→ **AIM**
Reproduce all records verbatim.

::::::::

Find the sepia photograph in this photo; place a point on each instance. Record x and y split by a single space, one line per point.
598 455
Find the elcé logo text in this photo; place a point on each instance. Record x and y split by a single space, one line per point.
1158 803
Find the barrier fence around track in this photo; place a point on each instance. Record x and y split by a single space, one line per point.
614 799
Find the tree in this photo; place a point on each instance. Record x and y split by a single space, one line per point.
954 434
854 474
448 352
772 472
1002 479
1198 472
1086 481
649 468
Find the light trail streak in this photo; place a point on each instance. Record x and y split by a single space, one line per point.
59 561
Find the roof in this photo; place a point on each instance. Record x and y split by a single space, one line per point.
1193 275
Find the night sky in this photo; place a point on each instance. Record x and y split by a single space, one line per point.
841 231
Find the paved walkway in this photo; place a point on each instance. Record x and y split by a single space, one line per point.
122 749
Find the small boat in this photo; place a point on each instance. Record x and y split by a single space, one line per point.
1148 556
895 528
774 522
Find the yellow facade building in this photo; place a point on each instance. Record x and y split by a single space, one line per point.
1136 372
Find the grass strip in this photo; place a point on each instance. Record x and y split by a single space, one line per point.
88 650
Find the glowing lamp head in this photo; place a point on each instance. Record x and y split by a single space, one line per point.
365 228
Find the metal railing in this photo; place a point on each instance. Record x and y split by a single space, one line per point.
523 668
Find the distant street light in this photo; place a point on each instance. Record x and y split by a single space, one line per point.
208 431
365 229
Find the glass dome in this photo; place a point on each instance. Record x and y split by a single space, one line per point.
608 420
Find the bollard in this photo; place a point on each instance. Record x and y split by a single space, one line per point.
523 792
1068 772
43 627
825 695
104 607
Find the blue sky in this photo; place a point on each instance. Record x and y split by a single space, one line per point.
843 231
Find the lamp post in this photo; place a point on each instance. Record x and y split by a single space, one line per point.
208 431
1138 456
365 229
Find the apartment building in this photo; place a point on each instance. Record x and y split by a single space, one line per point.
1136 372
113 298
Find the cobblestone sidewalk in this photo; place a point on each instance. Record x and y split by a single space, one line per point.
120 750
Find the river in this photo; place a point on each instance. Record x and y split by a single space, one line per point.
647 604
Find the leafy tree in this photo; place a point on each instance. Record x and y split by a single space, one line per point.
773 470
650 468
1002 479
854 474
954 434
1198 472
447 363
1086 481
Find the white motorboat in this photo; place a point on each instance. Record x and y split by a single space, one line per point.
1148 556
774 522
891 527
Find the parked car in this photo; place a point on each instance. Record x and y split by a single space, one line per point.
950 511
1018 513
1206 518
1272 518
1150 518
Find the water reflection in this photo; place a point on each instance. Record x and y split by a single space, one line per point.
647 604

::::::::

→ **ANSWER IN FULL**
Find the sepia photograph in this photo; place a point on each instance. Record x and y split by a single space, one line per point.
598 455
Find the elcé logo text in this photo; place a point on each instance. Record x and y split by a single space, one line per point.
1158 803
Find the barrier fence around track in this photo; place a point on each instance. Record x and y split by a single space, one line per point.
614 799
Find the tree in this photo; place a point on each instance. Record x and y split by a single space, one line per point.
954 434
854 474
448 352
772 472
1002 479
1198 472
1086 481
649 468
Find the light trail streak in this photo; place a point on each instance. Record x and y split by a single space, one line per point.
59 561
Find the roof in this photo; place a point on each instance. Record x and y split by a single space, one line per point.
1193 275
Find the night sky in this photo; place a point on each instance. Record x and y split by a single space, one line per point.
841 231
Find the paved walkway in this photo; place a point on each instance. Record x and y split by a single space, one line per point.
122 749
Find the small boat in this photo; place a point on each instance. Record x and y split by a single space, one line per point.
1148 556
895 528
774 522
Find the yellow facade building in this photo; place a point on each instance. Record x and y split by a single space, one line per point.
1136 372
Find the grass strip in this photo; place a point on each instance. Record x and y split by a single space, one line per point.
88 650
Find the glowing lamp head in this photo; place a point on each instance. Record x and y split by a single space, one line per point.
365 228
Find the metal railing in this photo; place a point on each instance. Record x and y split by a single space, one line per point.
523 668
Find the distant street light in this photo; place a point on each instance. Record x and y split by a single space, one line per point.
208 431
365 229
Find the glass dome in this photo; place a point on each instance. Record x and y split by a single space, one line per point.
608 420
Find the bollard in this photo; place a point on each instance. Record x and y split by a single space, one line per point.
523 792
1068 772
43 627
825 695
104 607
Find the blue sky in this photo; place a point on each instance. Record x and y split by a single space, one line per point.
843 231
Find the lamp post in this photo; place a point on each instance. Record x and y split by a single space, one line per point.
208 431
1138 456
365 229
Find the apartment building in this photo; place a point on each instance. Record x and y split by a single space, one line per point.
1136 372
113 298
Find the cobblestone sidewalk in this photo; place a point on each instance. Record x and y split by a single space, one line per point.
120 750
Find the river in this photo; place a point on each instance. Record x and y split by a single space, one line per point.
647 604
Find the leafy tree in this photo; place a point on each instance. Record x and y split by a single space, one line per point.
773 470
650 468
1002 479
854 474
954 434
1198 472
447 363
1086 481
Find the white motorboat in this photo; place a point on each instance. Record x and y split by a single space, one line per point.
1148 556
774 522
891 527
Find the parked car in this photo; place a point on each instance. Record x and y split by a single space, one line per point.
950 511
1018 513
1206 518
1272 518
1150 518
Find the water reflection in this photo; place a point on each instance. Record x and y split by a single space, one line per point.
647 604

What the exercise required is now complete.